### Contour labeling entries:
-- START --
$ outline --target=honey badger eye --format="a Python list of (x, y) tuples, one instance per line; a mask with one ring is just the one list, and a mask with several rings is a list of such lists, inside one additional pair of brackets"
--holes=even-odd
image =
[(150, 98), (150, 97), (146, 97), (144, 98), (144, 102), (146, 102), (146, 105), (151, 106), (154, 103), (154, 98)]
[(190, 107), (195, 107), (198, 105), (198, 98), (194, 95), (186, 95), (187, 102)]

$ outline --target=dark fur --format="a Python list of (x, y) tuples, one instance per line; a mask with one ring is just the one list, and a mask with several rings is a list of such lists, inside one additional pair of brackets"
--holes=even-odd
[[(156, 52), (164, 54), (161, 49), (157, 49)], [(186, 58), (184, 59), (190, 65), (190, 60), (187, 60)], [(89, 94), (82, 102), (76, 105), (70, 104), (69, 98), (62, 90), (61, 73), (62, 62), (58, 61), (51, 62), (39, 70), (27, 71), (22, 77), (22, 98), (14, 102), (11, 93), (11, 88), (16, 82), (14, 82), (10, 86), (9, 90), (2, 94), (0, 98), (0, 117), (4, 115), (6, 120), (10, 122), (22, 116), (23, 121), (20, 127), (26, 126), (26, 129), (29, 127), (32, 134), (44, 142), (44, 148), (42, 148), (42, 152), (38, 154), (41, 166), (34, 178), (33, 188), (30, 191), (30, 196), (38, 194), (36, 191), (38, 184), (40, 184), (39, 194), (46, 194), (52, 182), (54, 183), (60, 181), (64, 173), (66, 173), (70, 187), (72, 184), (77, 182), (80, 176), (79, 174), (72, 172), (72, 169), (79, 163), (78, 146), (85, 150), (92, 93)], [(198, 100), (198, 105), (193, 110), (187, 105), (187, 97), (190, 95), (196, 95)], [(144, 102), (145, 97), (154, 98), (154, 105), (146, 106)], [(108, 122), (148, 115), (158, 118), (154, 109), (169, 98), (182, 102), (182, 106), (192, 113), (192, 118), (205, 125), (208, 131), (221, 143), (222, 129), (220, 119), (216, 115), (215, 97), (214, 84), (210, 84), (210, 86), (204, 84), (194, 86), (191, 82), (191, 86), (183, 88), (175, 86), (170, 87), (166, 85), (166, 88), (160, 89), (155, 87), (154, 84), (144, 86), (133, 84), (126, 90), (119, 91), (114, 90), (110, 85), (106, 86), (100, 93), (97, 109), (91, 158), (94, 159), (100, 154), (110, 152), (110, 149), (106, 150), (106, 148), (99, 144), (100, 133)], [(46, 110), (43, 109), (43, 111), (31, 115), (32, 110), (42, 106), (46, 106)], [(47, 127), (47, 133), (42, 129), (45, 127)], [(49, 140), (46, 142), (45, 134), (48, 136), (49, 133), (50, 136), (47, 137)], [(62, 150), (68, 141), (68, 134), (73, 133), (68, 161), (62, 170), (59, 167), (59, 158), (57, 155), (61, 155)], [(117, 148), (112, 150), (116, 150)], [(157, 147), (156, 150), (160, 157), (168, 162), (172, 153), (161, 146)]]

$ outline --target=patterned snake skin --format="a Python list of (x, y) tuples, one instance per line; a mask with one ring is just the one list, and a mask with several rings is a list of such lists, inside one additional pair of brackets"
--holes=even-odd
-- END --
### Stated problem:
Can you update the records above, changing each "--holes=even-odd" to "--holes=nonzero" and leaving everything else as it is?

### Answer to the task:
$ outline --target=honey badger eye --format="a Python list of (x, y) tuples, one instance per line; a mask with one ring is just the one list, and a mask with several rings is a list of such lists, inside one additional pair of brackets"
--holes=nonzero
image =
[(150, 98), (150, 97), (146, 97), (144, 98), (144, 102), (146, 102), (146, 105), (151, 106), (154, 103), (154, 98)]
[(190, 107), (195, 107), (198, 105), (198, 98), (194, 95), (186, 95), (187, 102)]

$ outline --target=dark fur --format="a Python list of (x, y) tuples, one instance per line; a mask with one ring is just the one list, and a mask with several rings is a list of such lists, inside one additional pair of brackets"
--holes=nonzero
[[(156, 52), (164, 54), (161, 49), (157, 49)], [(186, 58), (184, 59), (190, 65), (190, 60), (187, 60)], [(89, 94), (82, 102), (76, 105), (70, 104), (69, 98), (62, 90), (61, 73), (62, 62), (58, 61), (51, 62), (39, 70), (27, 71), (22, 77), (22, 98), (14, 102), (11, 93), (11, 88), (16, 82), (14, 82), (10, 86), (9, 90), (2, 94), (0, 98), (0, 117), (4, 115), (6, 120), (10, 122), (22, 116), (23, 121), (20, 127), (26, 126), (26, 129), (29, 127), (32, 134), (44, 142), (44, 148), (42, 148), (42, 152), (38, 154), (41, 166), (34, 178), (33, 188), (30, 191), (30, 196), (38, 194), (36, 191), (38, 184), (40, 184), (39, 194), (46, 194), (52, 182), (54, 183), (60, 181), (64, 173), (66, 173), (70, 187), (72, 184), (77, 182), (80, 176), (79, 174), (72, 172), (72, 169), (79, 163), (78, 146), (85, 150), (92, 93)], [(198, 100), (198, 105), (193, 110), (187, 105), (187, 97), (190, 95), (196, 95)], [(144, 102), (145, 97), (154, 98), (154, 105), (146, 106)], [(108, 122), (148, 115), (158, 118), (154, 109), (169, 98), (182, 102), (182, 106), (192, 113), (192, 118), (205, 125), (208, 131), (221, 143), (222, 129), (220, 119), (216, 115), (215, 97), (214, 84), (210, 84), (210, 86), (204, 84), (194, 86), (191, 82), (191, 86), (183, 88), (175, 86), (170, 87), (166, 85), (166, 88), (160, 89), (155, 87), (154, 84), (144, 86), (133, 84), (126, 90), (119, 91), (114, 90), (110, 85), (106, 86), (100, 93), (97, 109), (91, 158), (94, 159), (100, 154), (110, 152), (110, 149), (106, 150), (106, 148), (99, 144), (100, 133)], [(46, 110), (43, 109), (43, 111), (31, 115), (32, 110), (42, 106), (46, 106)], [(47, 127), (47, 133), (42, 129), (45, 127)], [(49, 140), (46, 142), (45, 134), (48, 136), (49, 133), (50, 136), (47, 137)], [(62, 150), (68, 141), (68, 134), (73, 133), (68, 161), (62, 170), (59, 167), (59, 158), (57, 155), (61, 155)], [(117, 148), (112, 150), (116, 150)], [(157, 147), (156, 150), (160, 157), (168, 162), (172, 153), (161, 146)]]

$ outline --target=patterned snake skin --format="a Python list of (x, y) tuples, one instance per line; a mask with one ring is just the one list, and a mask with several rings is a list of such lists, inside one additional pair of brackets"
--holes=nonzero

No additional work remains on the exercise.